Record excerpts:

____________

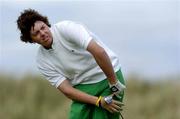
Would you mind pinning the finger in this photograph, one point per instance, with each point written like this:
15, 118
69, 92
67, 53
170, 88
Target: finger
119, 108
116, 106
114, 110
118, 103
110, 110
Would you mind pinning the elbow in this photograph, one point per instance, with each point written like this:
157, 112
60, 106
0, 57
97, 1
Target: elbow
67, 93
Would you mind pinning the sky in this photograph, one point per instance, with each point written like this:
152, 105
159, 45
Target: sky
145, 34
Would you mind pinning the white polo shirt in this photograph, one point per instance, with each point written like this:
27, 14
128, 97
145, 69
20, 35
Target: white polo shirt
69, 59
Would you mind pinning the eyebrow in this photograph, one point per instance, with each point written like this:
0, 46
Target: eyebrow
35, 32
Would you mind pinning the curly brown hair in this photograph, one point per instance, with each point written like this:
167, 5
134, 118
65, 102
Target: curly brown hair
26, 20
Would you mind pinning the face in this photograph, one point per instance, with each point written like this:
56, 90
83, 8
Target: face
41, 34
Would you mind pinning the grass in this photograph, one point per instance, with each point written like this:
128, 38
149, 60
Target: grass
34, 98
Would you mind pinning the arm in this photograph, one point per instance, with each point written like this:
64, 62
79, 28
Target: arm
102, 60
74, 94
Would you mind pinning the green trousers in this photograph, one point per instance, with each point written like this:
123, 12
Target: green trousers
87, 111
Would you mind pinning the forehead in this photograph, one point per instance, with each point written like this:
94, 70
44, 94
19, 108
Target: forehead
36, 26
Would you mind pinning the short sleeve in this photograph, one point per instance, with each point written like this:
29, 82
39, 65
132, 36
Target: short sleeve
75, 33
51, 74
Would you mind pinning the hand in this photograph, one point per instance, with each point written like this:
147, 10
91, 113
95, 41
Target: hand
113, 106
117, 88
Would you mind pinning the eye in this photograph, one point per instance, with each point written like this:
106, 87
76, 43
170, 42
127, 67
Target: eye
42, 27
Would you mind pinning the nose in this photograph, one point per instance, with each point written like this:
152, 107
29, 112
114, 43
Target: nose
42, 33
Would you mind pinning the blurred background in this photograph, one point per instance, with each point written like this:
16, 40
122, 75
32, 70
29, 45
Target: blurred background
144, 33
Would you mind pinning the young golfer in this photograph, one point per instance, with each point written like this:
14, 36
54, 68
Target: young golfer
75, 61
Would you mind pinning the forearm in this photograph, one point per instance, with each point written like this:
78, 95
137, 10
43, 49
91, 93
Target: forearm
75, 94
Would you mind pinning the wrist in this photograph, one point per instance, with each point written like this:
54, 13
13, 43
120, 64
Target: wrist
98, 101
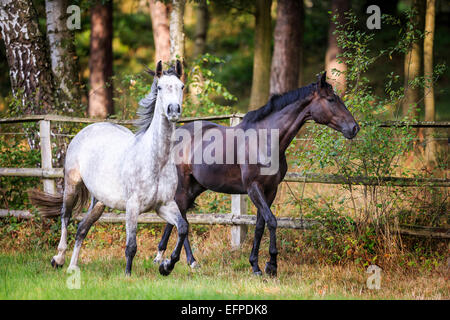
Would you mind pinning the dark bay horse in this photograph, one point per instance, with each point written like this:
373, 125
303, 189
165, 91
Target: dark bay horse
284, 113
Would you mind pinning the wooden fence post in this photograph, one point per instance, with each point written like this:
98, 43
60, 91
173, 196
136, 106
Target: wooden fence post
238, 207
46, 154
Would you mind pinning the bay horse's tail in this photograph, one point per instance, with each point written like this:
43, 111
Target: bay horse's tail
50, 205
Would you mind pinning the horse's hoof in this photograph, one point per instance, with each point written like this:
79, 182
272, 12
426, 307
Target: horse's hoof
164, 268
55, 264
271, 270
159, 257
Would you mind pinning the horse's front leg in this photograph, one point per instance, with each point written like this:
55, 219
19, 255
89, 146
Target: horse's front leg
259, 230
262, 203
132, 212
162, 246
172, 215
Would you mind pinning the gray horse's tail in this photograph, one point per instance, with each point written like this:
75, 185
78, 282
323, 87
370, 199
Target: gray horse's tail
50, 205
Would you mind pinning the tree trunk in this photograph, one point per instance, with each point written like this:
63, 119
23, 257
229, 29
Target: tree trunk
428, 74
62, 54
262, 55
286, 53
26, 52
159, 13
100, 61
412, 66
201, 28
176, 29
336, 80
300, 53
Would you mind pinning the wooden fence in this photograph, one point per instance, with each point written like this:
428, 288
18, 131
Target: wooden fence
238, 219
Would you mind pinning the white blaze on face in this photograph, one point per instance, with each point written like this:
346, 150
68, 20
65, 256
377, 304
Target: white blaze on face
170, 94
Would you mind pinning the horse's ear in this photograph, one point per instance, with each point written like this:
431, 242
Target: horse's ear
159, 69
179, 68
323, 80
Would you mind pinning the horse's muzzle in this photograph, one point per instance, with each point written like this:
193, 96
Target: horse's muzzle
351, 131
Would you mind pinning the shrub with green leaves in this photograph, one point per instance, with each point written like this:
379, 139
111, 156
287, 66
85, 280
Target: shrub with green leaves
375, 152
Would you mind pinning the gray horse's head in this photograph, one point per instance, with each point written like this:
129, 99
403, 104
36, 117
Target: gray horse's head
165, 97
169, 91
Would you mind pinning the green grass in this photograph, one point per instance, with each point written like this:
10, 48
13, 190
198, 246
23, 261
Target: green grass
30, 276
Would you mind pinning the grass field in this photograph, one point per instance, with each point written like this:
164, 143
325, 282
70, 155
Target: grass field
25, 273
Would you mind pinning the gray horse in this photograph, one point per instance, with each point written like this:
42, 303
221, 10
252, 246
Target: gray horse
125, 171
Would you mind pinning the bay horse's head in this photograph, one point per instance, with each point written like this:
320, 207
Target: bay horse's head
169, 90
328, 108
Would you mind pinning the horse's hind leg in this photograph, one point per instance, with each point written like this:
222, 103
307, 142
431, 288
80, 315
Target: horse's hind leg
172, 215
95, 211
72, 184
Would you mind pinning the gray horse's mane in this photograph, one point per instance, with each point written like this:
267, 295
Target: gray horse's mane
148, 103
146, 109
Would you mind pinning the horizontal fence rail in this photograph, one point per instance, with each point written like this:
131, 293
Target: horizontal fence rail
54, 173
237, 220
58, 118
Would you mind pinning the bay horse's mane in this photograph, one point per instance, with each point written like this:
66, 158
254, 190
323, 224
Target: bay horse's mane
278, 102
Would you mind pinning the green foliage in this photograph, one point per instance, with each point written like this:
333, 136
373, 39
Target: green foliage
14, 153
209, 96
375, 152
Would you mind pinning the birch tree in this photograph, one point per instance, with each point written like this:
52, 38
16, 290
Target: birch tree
62, 53
284, 74
201, 27
262, 54
412, 64
100, 61
337, 79
159, 13
428, 74
26, 53
176, 30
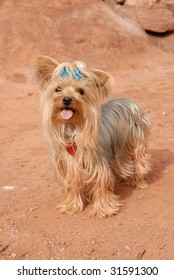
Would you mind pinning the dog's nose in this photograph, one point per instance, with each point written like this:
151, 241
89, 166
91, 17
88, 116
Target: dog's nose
67, 101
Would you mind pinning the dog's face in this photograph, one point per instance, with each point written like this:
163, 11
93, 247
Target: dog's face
71, 92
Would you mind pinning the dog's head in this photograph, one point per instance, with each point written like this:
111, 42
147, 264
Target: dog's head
71, 92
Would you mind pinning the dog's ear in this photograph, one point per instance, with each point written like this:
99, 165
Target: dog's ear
103, 81
43, 67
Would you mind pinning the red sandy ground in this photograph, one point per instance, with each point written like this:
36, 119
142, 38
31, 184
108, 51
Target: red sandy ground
30, 225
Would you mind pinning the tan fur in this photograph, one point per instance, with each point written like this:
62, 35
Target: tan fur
111, 139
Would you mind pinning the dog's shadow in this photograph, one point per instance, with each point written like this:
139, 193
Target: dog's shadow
161, 159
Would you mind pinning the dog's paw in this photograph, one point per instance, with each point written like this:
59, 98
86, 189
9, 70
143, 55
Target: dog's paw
104, 209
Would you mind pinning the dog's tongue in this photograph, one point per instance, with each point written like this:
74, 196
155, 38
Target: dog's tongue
66, 114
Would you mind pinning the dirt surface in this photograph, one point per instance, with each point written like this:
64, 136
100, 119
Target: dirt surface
143, 68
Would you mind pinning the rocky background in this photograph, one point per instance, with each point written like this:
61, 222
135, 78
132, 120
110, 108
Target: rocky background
134, 41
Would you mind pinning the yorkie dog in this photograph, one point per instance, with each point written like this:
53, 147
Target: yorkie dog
91, 144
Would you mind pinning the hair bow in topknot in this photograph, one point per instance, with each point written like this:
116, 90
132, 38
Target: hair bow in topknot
76, 74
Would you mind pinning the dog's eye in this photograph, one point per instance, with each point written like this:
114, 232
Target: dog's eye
58, 89
80, 91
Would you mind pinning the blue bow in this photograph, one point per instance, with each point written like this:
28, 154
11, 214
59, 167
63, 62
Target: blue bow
76, 75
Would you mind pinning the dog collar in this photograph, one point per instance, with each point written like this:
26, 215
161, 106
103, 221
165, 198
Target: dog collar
71, 148
76, 74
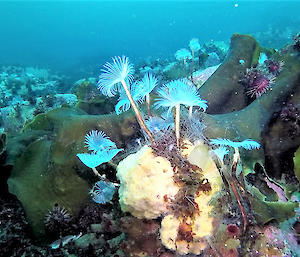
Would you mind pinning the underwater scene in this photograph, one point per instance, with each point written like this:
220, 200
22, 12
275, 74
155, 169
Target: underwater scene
149, 128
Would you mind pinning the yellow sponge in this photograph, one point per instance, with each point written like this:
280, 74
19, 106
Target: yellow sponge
146, 184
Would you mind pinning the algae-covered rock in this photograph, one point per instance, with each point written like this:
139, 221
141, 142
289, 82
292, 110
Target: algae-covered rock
45, 170
223, 91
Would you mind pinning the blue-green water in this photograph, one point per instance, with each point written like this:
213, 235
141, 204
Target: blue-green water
55, 34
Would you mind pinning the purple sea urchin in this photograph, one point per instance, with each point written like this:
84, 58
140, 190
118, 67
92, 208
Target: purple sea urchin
274, 66
256, 82
57, 219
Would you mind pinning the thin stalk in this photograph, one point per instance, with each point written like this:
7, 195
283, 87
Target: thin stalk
137, 112
96, 172
177, 124
148, 105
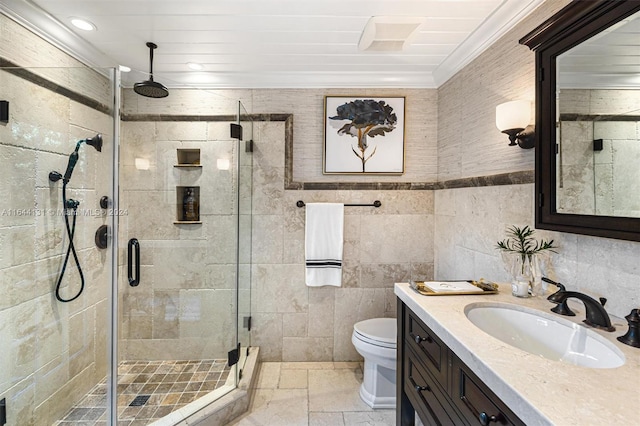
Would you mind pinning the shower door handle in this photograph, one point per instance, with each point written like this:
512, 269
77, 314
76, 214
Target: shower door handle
133, 245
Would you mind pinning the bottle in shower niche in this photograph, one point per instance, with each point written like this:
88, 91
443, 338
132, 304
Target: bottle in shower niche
190, 207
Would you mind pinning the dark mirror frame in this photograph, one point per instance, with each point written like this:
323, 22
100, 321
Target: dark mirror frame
577, 22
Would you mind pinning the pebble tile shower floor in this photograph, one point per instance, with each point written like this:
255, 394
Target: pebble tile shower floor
149, 390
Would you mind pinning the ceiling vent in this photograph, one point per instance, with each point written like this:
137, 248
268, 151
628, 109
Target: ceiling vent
388, 33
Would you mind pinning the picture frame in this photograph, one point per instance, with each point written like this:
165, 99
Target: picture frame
364, 135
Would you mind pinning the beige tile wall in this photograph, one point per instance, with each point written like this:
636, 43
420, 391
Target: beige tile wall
53, 352
382, 246
470, 221
184, 307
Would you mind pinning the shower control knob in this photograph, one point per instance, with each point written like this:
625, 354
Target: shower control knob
72, 204
55, 176
104, 202
102, 237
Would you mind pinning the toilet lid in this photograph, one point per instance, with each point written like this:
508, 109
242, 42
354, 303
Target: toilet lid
382, 330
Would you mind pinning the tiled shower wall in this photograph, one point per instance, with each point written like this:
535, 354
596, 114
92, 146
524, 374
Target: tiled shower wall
469, 221
52, 352
184, 306
292, 322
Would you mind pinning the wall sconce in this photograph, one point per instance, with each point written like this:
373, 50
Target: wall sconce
513, 119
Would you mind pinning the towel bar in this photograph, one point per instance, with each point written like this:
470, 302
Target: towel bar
376, 203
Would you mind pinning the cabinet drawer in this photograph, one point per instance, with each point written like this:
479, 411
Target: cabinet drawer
476, 402
426, 397
427, 346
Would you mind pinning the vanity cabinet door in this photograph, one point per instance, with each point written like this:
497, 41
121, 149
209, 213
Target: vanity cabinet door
424, 342
475, 401
427, 398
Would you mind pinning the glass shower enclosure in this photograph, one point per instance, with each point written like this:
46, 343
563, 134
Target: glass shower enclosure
164, 310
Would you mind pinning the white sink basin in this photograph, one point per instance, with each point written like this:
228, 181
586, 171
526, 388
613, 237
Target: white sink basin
545, 334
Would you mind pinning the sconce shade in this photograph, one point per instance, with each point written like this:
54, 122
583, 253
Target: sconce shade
513, 115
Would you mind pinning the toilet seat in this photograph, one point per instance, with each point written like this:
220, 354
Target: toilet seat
377, 331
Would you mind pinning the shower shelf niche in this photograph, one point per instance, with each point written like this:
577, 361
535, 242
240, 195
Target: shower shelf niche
188, 158
181, 219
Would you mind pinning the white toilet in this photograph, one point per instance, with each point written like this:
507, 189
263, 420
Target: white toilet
375, 340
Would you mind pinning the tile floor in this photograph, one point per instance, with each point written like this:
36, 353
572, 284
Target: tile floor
311, 394
169, 386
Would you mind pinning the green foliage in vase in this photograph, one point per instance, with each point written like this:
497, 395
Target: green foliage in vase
521, 240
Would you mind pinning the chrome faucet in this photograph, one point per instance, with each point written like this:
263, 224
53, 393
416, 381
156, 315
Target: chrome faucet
596, 316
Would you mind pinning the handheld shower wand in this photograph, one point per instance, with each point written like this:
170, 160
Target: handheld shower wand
71, 206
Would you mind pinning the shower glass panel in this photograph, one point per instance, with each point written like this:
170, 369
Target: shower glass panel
179, 247
245, 191
55, 352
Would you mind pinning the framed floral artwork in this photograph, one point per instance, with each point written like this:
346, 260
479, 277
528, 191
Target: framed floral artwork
363, 135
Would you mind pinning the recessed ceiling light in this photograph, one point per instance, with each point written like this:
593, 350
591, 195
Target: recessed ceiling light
83, 24
195, 66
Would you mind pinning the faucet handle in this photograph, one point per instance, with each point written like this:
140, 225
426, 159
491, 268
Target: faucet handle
632, 337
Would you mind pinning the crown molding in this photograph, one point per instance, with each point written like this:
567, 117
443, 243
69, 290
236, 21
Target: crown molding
55, 32
495, 26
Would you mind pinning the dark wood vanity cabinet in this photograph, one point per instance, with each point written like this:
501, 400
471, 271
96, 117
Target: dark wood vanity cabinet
434, 383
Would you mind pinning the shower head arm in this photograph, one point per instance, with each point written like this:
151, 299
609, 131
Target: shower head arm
151, 47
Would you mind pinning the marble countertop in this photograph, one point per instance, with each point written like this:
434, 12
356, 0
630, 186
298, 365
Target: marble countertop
538, 390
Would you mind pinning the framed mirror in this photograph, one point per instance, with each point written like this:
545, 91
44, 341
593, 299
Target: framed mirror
588, 119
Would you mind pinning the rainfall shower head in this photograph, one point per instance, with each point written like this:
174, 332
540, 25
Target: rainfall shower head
150, 88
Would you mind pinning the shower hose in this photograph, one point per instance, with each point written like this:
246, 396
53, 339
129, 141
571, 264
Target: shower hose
69, 206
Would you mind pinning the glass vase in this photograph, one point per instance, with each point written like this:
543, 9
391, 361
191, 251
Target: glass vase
524, 269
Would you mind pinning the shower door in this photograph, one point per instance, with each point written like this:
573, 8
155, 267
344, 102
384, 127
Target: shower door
177, 287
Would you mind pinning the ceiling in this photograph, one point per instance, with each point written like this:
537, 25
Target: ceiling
273, 43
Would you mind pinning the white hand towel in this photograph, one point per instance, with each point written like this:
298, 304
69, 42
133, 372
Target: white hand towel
324, 234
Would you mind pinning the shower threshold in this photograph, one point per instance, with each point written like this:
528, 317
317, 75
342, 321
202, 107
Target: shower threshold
151, 390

____________

Exercise requirements: Repeat only the lines from the one holding "Would you mind pinning the shower head" through the last line of the data.

Answer for this exercise:
Would you mind pinning the shower head arm in this photograph, one point per instance, with each point written like this:
151, 299
609, 131
Target: shower head arm
151, 47
Would you mind pinning the marble countertop in this photograph, one point per instance, with each point written like this:
434, 12
356, 0
630, 186
298, 365
Target: marble countertop
538, 390
Would you mind pinning the framed mirror in this photograph, one point per instance, with each point written like this:
545, 91
44, 341
593, 299
Target: framed mirror
588, 119
Would you mind pinning the rainfall shower head in this photograph, one point per instance, with each point written like this:
174, 332
540, 25
Target: rainfall shower head
150, 88
Would you mind pinning the shower hose in this photograph, one point per instance, with each point written like this:
246, 396
53, 339
129, 141
571, 264
Target: shower hose
69, 206
Would you mind pinning the glass vase in this photograph, one point per instance, with each point written like this:
543, 9
391, 361
191, 251
Target: glass vase
524, 269
Would you mind pinning the shower door in this photograph, one point per instance, with each point written like this:
573, 8
155, 267
344, 102
384, 127
Target: shower door
177, 287
Would you mind pinning the ceiling in this photograph, one point per instance, with each point written like this:
537, 25
Target: ceiling
273, 43
Would you mind pinning the white hand towel in this photograph, one point per instance, with each point written like this:
298, 304
69, 42
133, 372
Target: white hand towel
324, 234
Would you mind pinning the shower threshold in this photograph, one point per instance, with each point written like this:
528, 317
317, 75
342, 321
202, 107
Target: shower threshold
151, 390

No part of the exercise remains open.